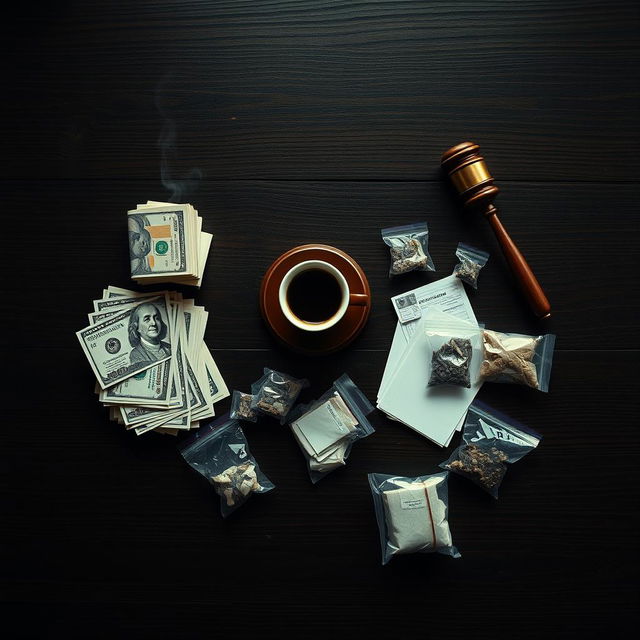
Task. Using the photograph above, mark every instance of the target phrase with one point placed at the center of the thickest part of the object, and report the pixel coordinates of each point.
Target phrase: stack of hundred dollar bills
(153, 368)
(167, 244)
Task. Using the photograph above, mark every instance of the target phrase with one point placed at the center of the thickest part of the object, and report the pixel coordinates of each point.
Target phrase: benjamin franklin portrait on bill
(147, 331)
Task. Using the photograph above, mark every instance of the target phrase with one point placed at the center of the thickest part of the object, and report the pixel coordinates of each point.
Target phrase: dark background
(287, 122)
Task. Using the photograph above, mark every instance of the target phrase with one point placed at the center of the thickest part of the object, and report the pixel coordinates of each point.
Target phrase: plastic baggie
(412, 514)
(471, 261)
(275, 393)
(409, 247)
(327, 428)
(220, 452)
(241, 407)
(455, 349)
(517, 359)
(490, 441)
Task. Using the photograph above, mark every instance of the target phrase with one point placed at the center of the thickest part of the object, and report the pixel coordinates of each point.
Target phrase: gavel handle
(528, 282)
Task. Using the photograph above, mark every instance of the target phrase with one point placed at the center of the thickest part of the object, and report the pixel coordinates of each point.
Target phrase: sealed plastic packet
(471, 261)
(412, 514)
(490, 441)
(409, 246)
(327, 428)
(241, 407)
(452, 350)
(517, 359)
(275, 393)
(220, 452)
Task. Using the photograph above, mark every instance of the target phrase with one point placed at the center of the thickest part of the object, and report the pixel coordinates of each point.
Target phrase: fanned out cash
(167, 243)
(153, 369)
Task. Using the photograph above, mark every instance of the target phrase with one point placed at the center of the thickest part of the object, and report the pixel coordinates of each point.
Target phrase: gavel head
(469, 175)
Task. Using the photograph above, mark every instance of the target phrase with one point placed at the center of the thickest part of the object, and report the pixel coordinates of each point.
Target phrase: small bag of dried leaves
(451, 343)
(220, 452)
(471, 261)
(489, 442)
(517, 359)
(275, 394)
(451, 363)
(241, 407)
(409, 246)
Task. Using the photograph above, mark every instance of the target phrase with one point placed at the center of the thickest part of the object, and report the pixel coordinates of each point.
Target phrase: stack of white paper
(435, 412)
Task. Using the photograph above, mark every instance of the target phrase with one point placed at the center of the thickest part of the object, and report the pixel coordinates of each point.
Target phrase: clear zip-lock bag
(220, 452)
(490, 441)
(455, 349)
(241, 407)
(327, 428)
(517, 359)
(409, 248)
(471, 261)
(412, 514)
(275, 393)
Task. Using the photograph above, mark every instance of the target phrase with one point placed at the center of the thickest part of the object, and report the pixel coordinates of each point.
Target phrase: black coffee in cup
(314, 295)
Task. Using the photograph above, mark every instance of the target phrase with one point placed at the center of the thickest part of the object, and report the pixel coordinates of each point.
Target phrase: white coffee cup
(346, 297)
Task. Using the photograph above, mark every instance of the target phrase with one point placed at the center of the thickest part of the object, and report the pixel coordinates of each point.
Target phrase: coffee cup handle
(358, 299)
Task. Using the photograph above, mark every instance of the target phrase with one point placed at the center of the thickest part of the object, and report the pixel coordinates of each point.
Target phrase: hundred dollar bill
(144, 388)
(162, 241)
(122, 301)
(129, 342)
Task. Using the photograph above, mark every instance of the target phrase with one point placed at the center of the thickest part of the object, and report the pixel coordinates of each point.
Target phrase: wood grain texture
(124, 525)
(577, 248)
(293, 121)
(321, 89)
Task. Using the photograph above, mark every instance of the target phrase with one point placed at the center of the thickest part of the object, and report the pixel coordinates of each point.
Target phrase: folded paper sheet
(434, 412)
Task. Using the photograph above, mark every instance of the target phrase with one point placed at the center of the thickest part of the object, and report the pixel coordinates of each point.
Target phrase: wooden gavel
(471, 178)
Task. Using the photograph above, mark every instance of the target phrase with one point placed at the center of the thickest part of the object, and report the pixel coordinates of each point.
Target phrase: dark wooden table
(311, 121)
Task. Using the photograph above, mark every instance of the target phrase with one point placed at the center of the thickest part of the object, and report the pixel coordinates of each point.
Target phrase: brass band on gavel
(470, 176)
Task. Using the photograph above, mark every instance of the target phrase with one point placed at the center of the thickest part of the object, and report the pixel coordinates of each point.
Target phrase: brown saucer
(321, 342)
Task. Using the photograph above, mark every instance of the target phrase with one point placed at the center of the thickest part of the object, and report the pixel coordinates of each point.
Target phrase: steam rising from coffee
(180, 188)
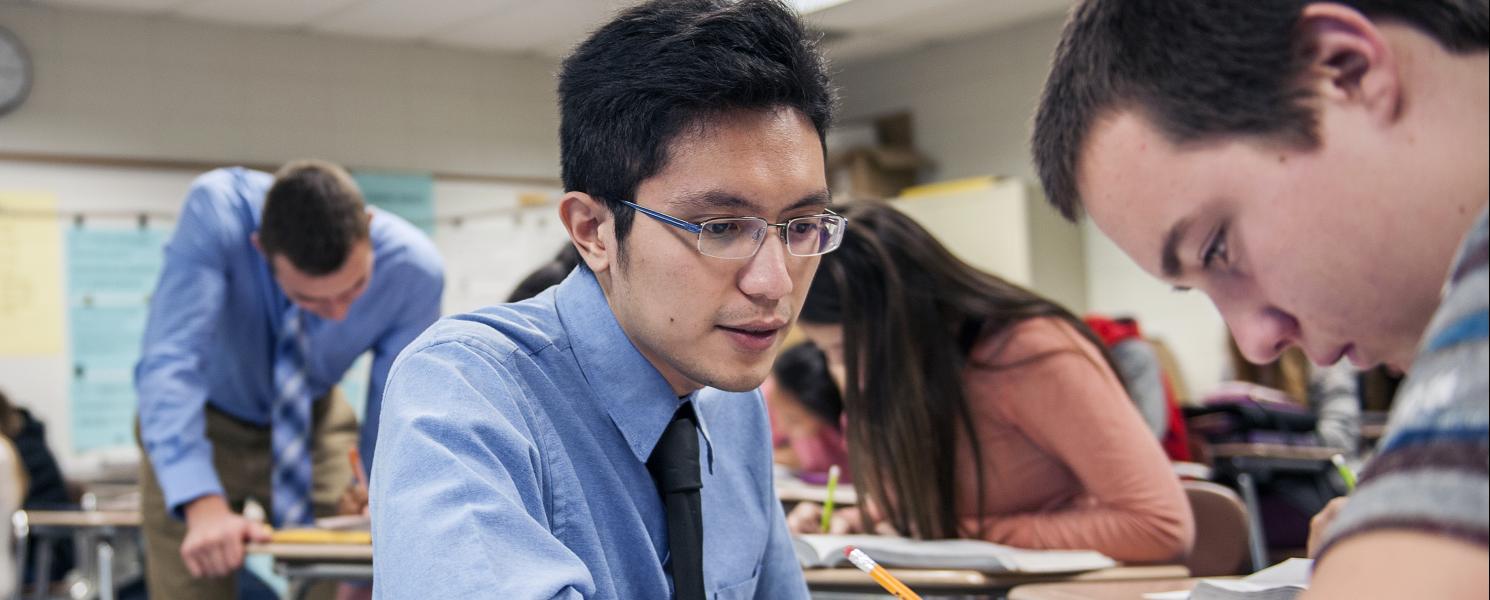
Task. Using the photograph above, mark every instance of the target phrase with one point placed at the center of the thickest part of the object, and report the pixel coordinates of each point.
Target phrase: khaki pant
(243, 457)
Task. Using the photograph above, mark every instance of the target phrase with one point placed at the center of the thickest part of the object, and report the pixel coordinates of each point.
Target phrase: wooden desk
(45, 526)
(307, 563)
(1253, 463)
(1109, 590)
(942, 581)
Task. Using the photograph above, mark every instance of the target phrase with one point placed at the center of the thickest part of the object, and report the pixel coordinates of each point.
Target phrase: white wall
(142, 87)
(973, 106)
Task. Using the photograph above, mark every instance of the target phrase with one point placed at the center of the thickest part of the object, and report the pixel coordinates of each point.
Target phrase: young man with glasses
(1317, 168)
(605, 438)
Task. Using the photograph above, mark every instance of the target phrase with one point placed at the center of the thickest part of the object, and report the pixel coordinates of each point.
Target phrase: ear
(1350, 60)
(590, 228)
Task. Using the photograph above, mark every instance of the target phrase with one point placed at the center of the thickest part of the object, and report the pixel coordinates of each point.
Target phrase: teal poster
(410, 195)
(111, 273)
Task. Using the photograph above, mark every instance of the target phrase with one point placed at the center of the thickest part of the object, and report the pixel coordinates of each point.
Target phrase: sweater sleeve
(1058, 392)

Work required: Repeat the data exactly, excluding the pictures.

Finished exercise:
Task. Using the photograph above, mark every instance of the target phrase with one point placed at the center of the thickest part of the object, and report the pixel coordinates of each point.
Target phrase: stack of hundred dollar bills
(153, 368)
(167, 244)
Task. Using the photograph above, mark every instance of the target phrase with one point placed at the center of the thickest part of the object, and report the pixel coordinates of each point.
Target phrase: benjamin franklin portrait on bill
(147, 331)
Task. Using the photograph above, mark every instance of the target phrase with one point placed at the center of the thickest part of the object, and report the pixel coordinates of each point.
Target phrase: dark background
(287, 122)
Task. Using the photograph above, mark every instance of the target phrase with one point placed at the center of the thickest part of the object, and report the pixel coordinates of each point.
Target phrase: plastic baggie
(412, 514)
(471, 261)
(275, 393)
(409, 247)
(327, 428)
(220, 452)
(241, 407)
(455, 349)
(517, 359)
(490, 441)
Task. Using the photograph above, mark every instance of the target phrase with one point placed at the center of the thickest part of the object, and report the pixel coordinates of each point.
Target phrase: gavel handle
(528, 282)
Task. Using the photograph above, mark every instance of the target phrase with one point placed at the center of the thickest part of the object, and report the pixel coordinates of each point.
Target phrase: sealed plastic packet
(471, 261)
(412, 514)
(490, 441)
(409, 246)
(327, 428)
(241, 407)
(452, 350)
(517, 359)
(275, 393)
(220, 452)
Task. Using the photograph above, mark every instance of the target phrase with one point placed at the center of the thickest part of the object, and report the pixel coordinates of each point.
Target phrase: fanned out cash
(167, 243)
(153, 369)
Task. Using the photograph above, mark every instance of the target phrase with one point placed at the center of the thickest part of the object, and report the pixel coordinates of each point.
Target phrase: gavel head
(469, 175)
Task. Using the photograph above, mark every instance of the target phrase with one point placed at the center of the thickest part of the object, and report the pixel coordinates of each point.
Target phrase: small bag of dried leaves
(451, 343)
(220, 452)
(471, 261)
(489, 442)
(517, 359)
(275, 394)
(451, 363)
(241, 407)
(409, 246)
Task. Using the photograph above, mark every instance of the target phrase with one point placed at the center of the thickest part of the object, and report the pixel coordinates of each point.
Target phrase: stack of white paper
(435, 412)
Task. Using the photograph above, mark every instance of the target phrase with one point placed at the center of the thickest part of the object, and report the pixel coordinates of each point.
Target phrase: clear zip-lock bag
(220, 452)
(490, 441)
(455, 349)
(241, 407)
(327, 428)
(517, 359)
(409, 248)
(471, 261)
(412, 514)
(275, 393)
Task. Using the photograph above, mark every instance of the target phrase with one point placed at the center of the thickest part of the object, and report the pixel coordinates of each point.
Target phrase: black coffee in cup
(314, 295)
Task. Using the photograph above, mark every instance of the target phrase with one point placed at the center of the thickest part of the object, and report the pixel coordinates of each point.
Target phrase: white coffee cup
(346, 297)
Task. Using the photograph above, mark every instance of the target phrase with one point placed at the center of the thickest part of the object, and report the pixel coordinates of each point.
Target phrase: coffee cup handle
(358, 299)
Task. Using the photograph above, mark every instance of the target phrase with one point placed at the center of the thickest part of the object, and report the pixel coordinates of each point.
Target phrase: hundred dollar bill
(144, 388)
(162, 241)
(122, 301)
(129, 342)
Task. Using the photograph above, mark every instance of the target phrase with one point placed at the center of the thickest part of the object, and report the pixel coordinates of each point.
Target phrase: wood grain texture
(124, 525)
(577, 248)
(293, 121)
(321, 89)
Task. Using the photograph above, mark every instance of the target phrase with one point placed at the center of the thickest part of the object, and report the pixel coordinates of each point.
Target phrase: folded paper sheet
(434, 412)
Task. Using the photograph above, mark every instance of the target phrase with one point placed at the center of the thickest part of the object, and report the pixel coordinates of each point.
Target phrase: wooden gavel
(471, 178)
Task. Using the photograph above, mark every instance of the target phrase with one point placed at the center of the thickest part of the object, and report the pixel coordinates of each point.
Target phrase: dark wooden table
(311, 121)
Task. Using the photograph above, mark every instance of the target phrase with one point placed at the center of the thickest part of the object, and report the pixel coordinates of each point.
Target phrase: brass band on gavel
(470, 176)
Task. Using the photograph above, mark every instance of the target phrase with one point placed at the center of the thickest part of the object, and report the pixel coordinates of each point.
Target phrase: brown saucer
(321, 342)
Task. Using the photograph above, mark every instance of the target phrase with one point placed at the center of the thickest part of the object, and report the pixel coordinates of each point.
Target phrase: steam rising from coffee
(180, 188)
Task. Using the photograph above, mark every instance of the target phrase with one point placed at the center of the thickest part of the object, and report the pixel coordinates of each point.
Target phrase: khaki pant
(243, 457)
Task. Using the photograph above, mark every instance of the target phrase with one point placed at the center of the thickest part of the object, and report the pixel coordinates of each point.
Target phrase: wooden desk
(45, 526)
(307, 563)
(1253, 463)
(1109, 590)
(942, 581)
Task. Using the photograph above, mark every instance of the target phrase with one point placed at the center of the thickest part of the object, and report the pixel coordinates of each point.
Target phrase: white wall
(142, 87)
(973, 106)
Task. Using the photograph above, mark every instance of the target phrase with one point placed at the center of the thickest part of the object, and report the pixel coordinates of each point.
Target phrase: young man with glasses
(1317, 168)
(605, 438)
Task. Using the photograph above, mark every instance of the target phrase with one point placed at the center of the thickest part of the object, and report the pixel coordinates of each point.
Target phrase: ear
(1350, 60)
(590, 228)
Task. Using the photograph above, mark every instance of the target phrase with one point placed at the center of the thickest part of the object, and report the pixel coordinates of each point.
Target phrase: teal poster
(410, 195)
(111, 273)
Task. Using the photograph above, mark every instance of the target phrase with one point placed at the center of the thickest part of the object, and report the pixel coordinates of each point.
Target phrase: sweater sleeve
(1058, 392)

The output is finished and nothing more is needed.